+++ Given records

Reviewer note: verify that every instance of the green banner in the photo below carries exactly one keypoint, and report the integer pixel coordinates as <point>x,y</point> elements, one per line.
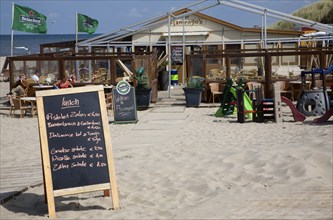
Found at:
<point>86,24</point>
<point>28,20</point>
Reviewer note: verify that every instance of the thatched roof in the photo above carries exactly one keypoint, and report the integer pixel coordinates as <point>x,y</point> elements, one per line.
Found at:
<point>320,11</point>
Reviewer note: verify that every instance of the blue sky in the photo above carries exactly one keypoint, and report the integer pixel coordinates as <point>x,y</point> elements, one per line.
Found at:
<point>113,15</point>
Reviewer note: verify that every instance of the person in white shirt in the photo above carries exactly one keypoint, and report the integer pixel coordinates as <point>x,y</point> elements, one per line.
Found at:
<point>35,77</point>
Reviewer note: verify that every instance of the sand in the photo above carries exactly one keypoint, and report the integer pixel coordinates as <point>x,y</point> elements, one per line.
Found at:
<point>184,163</point>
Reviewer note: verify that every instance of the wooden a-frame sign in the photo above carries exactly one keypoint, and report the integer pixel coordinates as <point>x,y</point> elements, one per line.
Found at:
<point>75,143</point>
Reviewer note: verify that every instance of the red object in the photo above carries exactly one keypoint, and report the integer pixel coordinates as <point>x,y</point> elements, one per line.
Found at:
<point>324,117</point>
<point>297,115</point>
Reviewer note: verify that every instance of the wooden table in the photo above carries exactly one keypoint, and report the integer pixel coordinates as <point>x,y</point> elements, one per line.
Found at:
<point>296,88</point>
<point>32,101</point>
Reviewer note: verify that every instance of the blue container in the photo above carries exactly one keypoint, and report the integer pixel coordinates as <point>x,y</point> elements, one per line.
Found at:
<point>174,77</point>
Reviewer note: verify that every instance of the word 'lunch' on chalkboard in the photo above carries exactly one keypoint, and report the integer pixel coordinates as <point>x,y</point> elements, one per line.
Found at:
<point>124,103</point>
<point>75,141</point>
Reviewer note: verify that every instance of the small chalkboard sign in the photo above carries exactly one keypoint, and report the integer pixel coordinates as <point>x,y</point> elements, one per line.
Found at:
<point>124,103</point>
<point>75,143</point>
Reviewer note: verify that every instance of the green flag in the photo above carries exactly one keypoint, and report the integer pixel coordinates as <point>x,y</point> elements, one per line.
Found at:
<point>86,24</point>
<point>28,20</point>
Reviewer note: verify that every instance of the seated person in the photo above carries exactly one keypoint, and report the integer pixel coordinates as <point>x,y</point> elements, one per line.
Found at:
<point>35,77</point>
<point>63,83</point>
<point>19,87</point>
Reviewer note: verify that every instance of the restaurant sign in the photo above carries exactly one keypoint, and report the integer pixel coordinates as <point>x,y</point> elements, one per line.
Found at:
<point>188,22</point>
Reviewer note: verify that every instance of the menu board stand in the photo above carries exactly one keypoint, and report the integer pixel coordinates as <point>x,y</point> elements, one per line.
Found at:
<point>75,143</point>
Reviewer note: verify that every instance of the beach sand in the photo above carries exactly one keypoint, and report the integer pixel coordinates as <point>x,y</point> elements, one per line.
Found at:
<point>190,165</point>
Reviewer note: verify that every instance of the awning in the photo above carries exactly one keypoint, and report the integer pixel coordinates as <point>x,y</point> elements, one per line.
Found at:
<point>197,33</point>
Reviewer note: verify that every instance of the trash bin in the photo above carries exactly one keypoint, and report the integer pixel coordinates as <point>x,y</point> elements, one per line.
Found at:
<point>174,77</point>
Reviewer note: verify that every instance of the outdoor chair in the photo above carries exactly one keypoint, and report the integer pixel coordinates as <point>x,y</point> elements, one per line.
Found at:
<point>252,86</point>
<point>17,104</point>
<point>215,91</point>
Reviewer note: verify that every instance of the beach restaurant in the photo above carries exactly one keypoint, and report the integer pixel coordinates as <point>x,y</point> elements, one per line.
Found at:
<point>195,43</point>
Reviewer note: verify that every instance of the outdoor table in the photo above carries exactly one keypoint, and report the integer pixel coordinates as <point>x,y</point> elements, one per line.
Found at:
<point>32,101</point>
<point>296,88</point>
<point>43,87</point>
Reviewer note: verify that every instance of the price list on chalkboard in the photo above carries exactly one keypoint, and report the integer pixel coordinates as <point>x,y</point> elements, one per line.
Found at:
<point>75,140</point>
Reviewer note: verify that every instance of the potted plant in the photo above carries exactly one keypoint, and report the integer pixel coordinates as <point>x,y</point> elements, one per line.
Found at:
<point>142,90</point>
<point>163,76</point>
<point>193,91</point>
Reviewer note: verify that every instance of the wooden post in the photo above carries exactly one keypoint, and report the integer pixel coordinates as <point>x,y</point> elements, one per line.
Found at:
<point>268,76</point>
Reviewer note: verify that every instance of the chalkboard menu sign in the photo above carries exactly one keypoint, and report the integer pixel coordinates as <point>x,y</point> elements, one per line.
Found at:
<point>75,141</point>
<point>124,103</point>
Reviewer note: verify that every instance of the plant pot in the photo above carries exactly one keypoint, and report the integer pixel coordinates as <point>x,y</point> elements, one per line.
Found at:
<point>192,96</point>
<point>143,98</point>
<point>163,80</point>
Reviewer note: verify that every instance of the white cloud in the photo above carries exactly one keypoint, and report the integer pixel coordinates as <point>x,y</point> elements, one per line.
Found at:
<point>135,13</point>
<point>52,15</point>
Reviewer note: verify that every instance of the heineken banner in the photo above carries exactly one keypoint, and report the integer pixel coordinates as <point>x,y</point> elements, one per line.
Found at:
<point>28,20</point>
<point>86,24</point>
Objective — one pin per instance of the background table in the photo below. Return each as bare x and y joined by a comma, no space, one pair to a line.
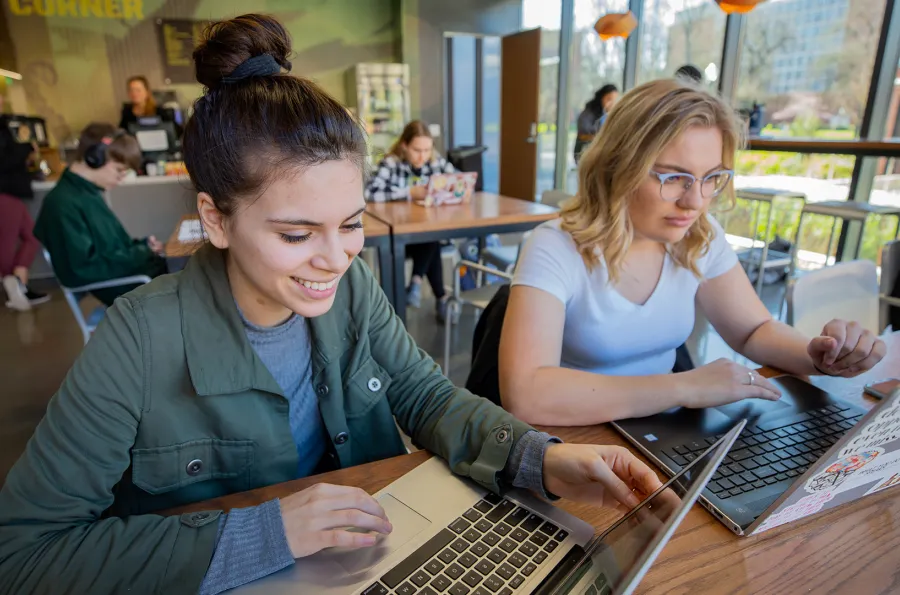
378,236
485,214
852,549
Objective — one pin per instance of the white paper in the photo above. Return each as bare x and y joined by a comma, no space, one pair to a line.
191,231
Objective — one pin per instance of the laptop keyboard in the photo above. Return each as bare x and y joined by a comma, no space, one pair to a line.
771,451
489,550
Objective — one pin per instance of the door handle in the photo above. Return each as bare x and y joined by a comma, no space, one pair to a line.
532,138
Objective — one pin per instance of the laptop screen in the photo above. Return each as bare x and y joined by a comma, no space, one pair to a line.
616,560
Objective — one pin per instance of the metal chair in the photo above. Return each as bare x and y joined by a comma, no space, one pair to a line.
848,290
479,298
505,257
74,295
890,270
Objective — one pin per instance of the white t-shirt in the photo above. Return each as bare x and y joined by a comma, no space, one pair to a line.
604,332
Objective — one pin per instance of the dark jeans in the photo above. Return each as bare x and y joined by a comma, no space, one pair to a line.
427,263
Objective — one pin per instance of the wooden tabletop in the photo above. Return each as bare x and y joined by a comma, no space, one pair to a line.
175,248
852,549
858,147
484,210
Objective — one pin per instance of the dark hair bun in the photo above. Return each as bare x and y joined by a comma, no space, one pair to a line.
227,44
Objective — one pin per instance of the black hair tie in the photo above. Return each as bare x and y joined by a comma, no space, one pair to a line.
262,65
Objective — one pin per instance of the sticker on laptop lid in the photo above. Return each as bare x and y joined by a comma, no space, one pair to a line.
892,481
883,428
833,476
804,507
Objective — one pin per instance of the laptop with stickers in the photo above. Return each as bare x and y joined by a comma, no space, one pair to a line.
806,453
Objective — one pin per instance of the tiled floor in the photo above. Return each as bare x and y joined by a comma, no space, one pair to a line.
37,348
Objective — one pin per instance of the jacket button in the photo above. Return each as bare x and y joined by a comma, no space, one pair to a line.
194,467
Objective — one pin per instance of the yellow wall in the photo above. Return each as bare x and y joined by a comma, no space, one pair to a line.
75,55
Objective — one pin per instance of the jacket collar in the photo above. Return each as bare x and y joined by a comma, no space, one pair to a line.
219,356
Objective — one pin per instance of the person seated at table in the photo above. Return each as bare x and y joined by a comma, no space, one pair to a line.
593,116
85,239
403,175
603,295
273,355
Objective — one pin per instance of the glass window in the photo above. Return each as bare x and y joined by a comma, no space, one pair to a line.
463,88
546,14
821,94
595,63
490,112
679,32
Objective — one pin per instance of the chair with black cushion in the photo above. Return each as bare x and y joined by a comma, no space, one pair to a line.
484,377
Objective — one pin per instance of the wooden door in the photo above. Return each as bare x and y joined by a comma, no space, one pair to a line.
520,78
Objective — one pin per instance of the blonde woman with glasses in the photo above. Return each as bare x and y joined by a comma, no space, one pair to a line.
604,295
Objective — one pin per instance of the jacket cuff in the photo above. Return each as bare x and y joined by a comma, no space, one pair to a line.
525,467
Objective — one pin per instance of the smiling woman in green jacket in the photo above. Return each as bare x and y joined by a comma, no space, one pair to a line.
272,356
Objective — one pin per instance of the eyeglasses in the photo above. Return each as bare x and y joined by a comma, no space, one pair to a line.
674,186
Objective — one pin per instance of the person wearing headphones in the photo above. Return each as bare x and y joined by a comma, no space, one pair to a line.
86,241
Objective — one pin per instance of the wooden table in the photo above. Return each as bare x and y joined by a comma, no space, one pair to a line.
852,549
378,236
858,147
485,214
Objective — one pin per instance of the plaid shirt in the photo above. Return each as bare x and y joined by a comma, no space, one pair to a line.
393,178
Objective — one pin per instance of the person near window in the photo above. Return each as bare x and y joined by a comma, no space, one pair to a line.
403,174
273,355
17,244
689,73
593,115
86,241
140,102
604,295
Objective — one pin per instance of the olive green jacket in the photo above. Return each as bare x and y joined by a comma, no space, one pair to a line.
169,404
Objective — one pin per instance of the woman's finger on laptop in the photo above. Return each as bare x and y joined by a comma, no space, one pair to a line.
320,516
867,347
759,388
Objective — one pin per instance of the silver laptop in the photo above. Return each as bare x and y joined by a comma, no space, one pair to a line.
804,454
452,536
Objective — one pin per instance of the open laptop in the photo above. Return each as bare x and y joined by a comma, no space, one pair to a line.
449,189
800,455
452,536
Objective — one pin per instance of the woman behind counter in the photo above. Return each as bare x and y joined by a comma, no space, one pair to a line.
141,103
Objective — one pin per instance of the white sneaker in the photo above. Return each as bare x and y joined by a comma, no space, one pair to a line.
15,294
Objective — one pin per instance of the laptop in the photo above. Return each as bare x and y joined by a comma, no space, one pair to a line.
806,453
452,536
449,189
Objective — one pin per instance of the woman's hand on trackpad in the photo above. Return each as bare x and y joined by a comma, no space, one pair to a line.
722,382
326,515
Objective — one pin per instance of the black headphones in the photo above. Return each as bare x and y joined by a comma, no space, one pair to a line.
95,155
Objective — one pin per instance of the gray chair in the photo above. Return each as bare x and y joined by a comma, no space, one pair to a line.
74,295
505,257
479,298
848,290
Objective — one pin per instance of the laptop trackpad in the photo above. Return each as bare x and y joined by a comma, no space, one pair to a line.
407,524
752,408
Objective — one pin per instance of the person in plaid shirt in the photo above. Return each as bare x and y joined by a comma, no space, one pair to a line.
403,175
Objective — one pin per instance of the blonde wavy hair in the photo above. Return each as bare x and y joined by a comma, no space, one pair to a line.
619,160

++++++

» Work instructions:
Filter the entries down to the lines that include the string "plant".

» Result:
Reviewer note: verify that every instance of the potted plant in the photo above carries exactly one keypoint, and report the integer pixel coordinates as <point>x,y</point> elements, one per line.
Reviewer note: verify that every instance of the plant pot in the photo above carries exactly one keypoint, and report the integer pixel coordinates as <point>x,y</point> elements, one per line.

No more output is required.